**DATA ROWS**

## begin

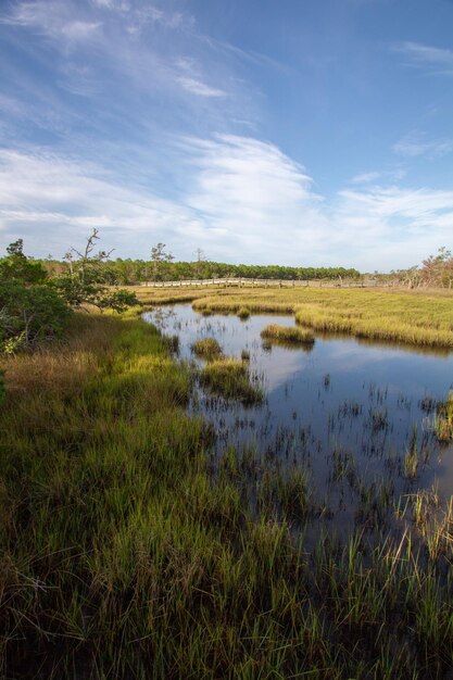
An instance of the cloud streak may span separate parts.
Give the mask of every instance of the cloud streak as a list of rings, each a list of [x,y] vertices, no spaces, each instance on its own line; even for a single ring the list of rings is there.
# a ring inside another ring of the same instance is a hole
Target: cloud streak
[[[180,138],[174,152],[191,181],[171,200],[100,165],[1,151],[3,244],[23,237],[36,254],[61,255],[97,226],[122,256],[147,257],[163,241],[181,259],[201,247],[213,260],[373,270],[416,264],[451,237],[453,191],[365,185],[328,205],[303,166],[269,142]]]
[[[411,131],[393,144],[393,151],[406,158],[438,159],[453,151],[453,139],[428,139],[423,133]]]
[[[411,41],[401,42],[393,49],[404,54],[413,65],[453,76],[453,50]]]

## end

**WHAT THE TASK ASKS**
Reproduce the records from their beginning through the line containing "Target: cloud streak", replacing "cloud streak" with "contrail" and leaving everything else unchanged. Omit the picture from your answer.

**RESPONSE TO THIS EXERCISE**
An instance of the contrail may span separate parts.
Give the mask of every instance of the contrail as a list of rings, each a list of [x,y] vertices, no spaces, each instance on its own line; even for a single ring the list of rings is there.
# a ring inside another ring of the same instance is a hole
Target: contrail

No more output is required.